— Tasks —
- A) In the interview excerpt, whose prose in the Books of Babel does the interviewee say they envy?
- B) Rewrite the interview excerpt from "Another foundry, somewhere" up to and including "attempt to escape.", substituting "artisans" for "craftsmen".

— Provided passage —
+---+

Another foundry, somewhere in the night, somewhere in history, in which something like a horse's skull (not a horse's head:a skull, which looks nothing like a horse at all, but an enormous curved shears, or a bone beak whose two halves meet only at the tip, a wicked intelligent-looking purposeless thing which cannot speak) came out of the mold, and all the founders were immediately executed to keep the secret. They had all known this would happen to them. These men were the great craftsmen and engineers of their day. They could have looked for more from life. Yet they crammed down their fear, and got on with the work, and afterwards made no attempt to escape.
This was how I learned the secret of the horse, which I now give here, after folding it across itself like a slip of paper, in a further indicating gesture:"



I mean, look at that. Just look at that. Even if we assume that it actually happened to him, that he did have those thoughts while randomly watching tv, and he had the presence of mind to think ‘hey, this is a interesting response I’m having’, then the writerly courage it takes to start a story with that passage staggers me – especially as the rest of the tale has next to nothing to do with that opening, except in mood. 





What else? I’m envious of Josiah Bancroft’s prose in his Books of Babel. I’m ok with, say, Douglas Adams or PG Wodehouse being able to do stuff like that, as they’re old and dead and come from different eras. Bancroft’s about the same age I am. It shouldn’t be allowed. 


I’m also humbled by Mark Z Danielowski’s House of Leaves, just the sheer artefact of it. „I’m going to spend years writing an insanely complex puzzlebook/typographical labyrinth/academic joke/horror novel, told mainly in footnotes” – who the hell thinks like that? 

Finally, can you tell us a couple of fun facts about yourself that are not already available on the internet? 

Um. Honestly, I’m not sure. I’m both somewhat quiet and extremely online. And I’ve got two six-year-olds and a zero-year-old, so it’s not like I have much free time to do exciting wacky stuff that would look good on a dust jacket. I listen to more podcasts than is healthy? I’ve technically won an award for my knees? I get extremely uncomfortable when asked to write about myself, and you can almost envision me squirming at the keyboard as I type this?



Thank you so much for agreeing to this conversation, Gareth! We greatly appreciate your time and thoughts.

+---+

— Excerpted records —

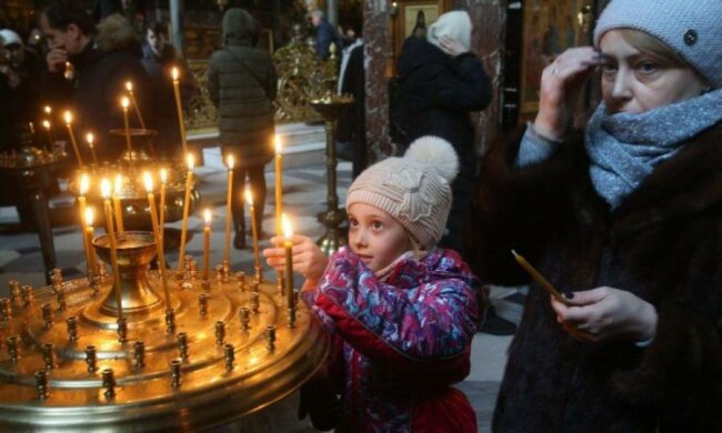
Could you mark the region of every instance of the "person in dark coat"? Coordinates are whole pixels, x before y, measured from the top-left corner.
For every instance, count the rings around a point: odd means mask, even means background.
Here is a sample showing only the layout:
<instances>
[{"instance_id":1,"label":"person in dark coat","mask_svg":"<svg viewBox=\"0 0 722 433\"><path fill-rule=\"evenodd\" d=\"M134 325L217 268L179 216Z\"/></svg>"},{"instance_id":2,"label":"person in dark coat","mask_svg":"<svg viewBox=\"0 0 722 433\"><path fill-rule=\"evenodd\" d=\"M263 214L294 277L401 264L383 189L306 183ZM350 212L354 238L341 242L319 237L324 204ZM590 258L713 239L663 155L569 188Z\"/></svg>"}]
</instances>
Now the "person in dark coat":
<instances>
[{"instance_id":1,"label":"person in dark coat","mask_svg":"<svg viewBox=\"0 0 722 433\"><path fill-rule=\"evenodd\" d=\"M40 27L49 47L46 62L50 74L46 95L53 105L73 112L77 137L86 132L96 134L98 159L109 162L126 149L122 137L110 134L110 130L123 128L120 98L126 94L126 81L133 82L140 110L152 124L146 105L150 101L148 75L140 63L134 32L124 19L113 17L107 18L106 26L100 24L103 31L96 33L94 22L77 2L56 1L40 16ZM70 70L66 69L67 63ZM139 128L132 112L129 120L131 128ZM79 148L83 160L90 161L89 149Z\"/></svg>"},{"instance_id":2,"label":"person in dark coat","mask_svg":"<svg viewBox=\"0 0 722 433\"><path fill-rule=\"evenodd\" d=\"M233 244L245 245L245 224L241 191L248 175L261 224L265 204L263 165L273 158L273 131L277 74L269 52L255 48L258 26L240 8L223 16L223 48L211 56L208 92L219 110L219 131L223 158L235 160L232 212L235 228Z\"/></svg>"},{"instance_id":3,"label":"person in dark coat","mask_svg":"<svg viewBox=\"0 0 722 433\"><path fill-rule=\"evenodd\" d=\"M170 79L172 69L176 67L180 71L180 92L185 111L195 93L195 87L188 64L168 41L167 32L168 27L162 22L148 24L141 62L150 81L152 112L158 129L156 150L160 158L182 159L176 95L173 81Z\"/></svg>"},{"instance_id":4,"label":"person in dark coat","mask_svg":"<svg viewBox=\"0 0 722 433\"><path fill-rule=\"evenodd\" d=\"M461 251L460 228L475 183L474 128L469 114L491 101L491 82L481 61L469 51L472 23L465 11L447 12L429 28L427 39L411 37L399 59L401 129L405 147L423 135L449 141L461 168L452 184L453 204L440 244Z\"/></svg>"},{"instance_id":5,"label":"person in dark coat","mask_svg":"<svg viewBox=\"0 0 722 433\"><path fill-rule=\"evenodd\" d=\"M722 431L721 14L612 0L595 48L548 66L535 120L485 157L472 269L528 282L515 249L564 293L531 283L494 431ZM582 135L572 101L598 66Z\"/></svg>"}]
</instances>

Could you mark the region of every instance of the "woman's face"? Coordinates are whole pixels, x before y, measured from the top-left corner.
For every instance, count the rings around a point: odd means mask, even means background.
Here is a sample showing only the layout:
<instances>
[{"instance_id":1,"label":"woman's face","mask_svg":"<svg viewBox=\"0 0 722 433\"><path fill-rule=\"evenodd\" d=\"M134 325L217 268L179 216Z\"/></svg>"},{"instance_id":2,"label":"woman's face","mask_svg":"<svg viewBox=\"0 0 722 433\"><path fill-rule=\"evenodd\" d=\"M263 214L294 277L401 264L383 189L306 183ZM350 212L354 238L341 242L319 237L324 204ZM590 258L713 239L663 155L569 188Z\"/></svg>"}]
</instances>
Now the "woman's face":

+---+

— Answers per task —
- A) Josiah Bancroft's

- B)
Another foundry, somewhere in the night, somewhere in history, in which something like a horse's skull (not a horse's head:a skull, which looks nothing like a horse at all, but an enormous curved shears, or a bone beak whose two halves meet only at the tip, a wicked intelligent-looking purposeless thing which cannot speak) came out of the mold, and all the founders were immediately executed to keep the secret. They had all known this would happen to them. These men were the great artisans and engineers of their day. They could have looked for more from life. Yet they crammed down their fear, and got on with the work, and afterwards made no attempt to escape.